Entries from a point annotation set:
—————
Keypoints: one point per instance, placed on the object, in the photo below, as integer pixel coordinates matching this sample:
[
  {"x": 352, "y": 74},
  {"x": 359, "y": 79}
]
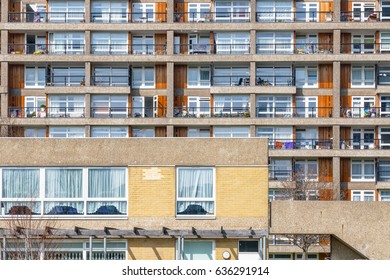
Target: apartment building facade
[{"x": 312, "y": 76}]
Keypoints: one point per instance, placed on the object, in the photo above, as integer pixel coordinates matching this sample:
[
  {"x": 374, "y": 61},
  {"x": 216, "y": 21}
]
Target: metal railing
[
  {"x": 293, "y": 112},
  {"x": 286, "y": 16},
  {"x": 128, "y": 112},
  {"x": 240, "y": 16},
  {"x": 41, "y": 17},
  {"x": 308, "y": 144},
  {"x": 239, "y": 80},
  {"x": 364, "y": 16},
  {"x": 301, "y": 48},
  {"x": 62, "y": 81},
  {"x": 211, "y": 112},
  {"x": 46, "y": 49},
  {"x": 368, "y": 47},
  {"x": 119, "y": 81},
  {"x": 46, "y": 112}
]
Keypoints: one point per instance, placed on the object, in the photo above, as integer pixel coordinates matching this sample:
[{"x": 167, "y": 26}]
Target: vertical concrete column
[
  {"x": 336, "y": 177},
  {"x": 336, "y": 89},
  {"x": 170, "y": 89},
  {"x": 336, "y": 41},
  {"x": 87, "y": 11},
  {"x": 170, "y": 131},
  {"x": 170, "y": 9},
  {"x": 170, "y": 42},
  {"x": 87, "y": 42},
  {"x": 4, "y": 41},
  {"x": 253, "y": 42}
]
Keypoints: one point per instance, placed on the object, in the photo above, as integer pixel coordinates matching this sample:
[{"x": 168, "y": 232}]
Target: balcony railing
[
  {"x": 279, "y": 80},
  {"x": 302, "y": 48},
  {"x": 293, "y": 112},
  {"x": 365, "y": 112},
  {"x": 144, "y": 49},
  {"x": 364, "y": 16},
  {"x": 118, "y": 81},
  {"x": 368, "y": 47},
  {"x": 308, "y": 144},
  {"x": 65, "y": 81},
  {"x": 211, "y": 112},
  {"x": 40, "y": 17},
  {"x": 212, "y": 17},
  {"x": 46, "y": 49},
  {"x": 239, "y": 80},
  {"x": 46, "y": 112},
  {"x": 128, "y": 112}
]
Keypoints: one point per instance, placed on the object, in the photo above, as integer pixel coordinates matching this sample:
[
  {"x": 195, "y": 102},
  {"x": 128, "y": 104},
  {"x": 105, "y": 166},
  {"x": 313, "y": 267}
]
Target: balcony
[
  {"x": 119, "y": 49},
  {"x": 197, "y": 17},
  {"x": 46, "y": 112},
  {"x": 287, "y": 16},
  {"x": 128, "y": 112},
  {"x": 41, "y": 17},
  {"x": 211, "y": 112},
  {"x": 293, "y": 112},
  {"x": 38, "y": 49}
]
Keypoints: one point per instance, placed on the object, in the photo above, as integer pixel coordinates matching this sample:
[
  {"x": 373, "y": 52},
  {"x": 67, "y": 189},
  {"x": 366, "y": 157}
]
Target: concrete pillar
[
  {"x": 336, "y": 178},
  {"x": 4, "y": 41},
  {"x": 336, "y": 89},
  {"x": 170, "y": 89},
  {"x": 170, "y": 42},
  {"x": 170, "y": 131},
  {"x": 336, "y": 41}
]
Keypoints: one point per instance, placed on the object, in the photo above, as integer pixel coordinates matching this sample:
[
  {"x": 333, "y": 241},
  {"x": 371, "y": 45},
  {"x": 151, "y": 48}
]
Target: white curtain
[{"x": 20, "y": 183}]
—————
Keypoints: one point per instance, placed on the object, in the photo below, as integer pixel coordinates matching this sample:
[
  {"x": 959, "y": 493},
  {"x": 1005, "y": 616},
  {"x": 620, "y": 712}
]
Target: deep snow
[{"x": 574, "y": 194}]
—————
[OBJECTIVE] Return every line of the data above that contains the string "balcony".

[RESULT OF THE EXERCISE]
Target: balcony railing
Target: balcony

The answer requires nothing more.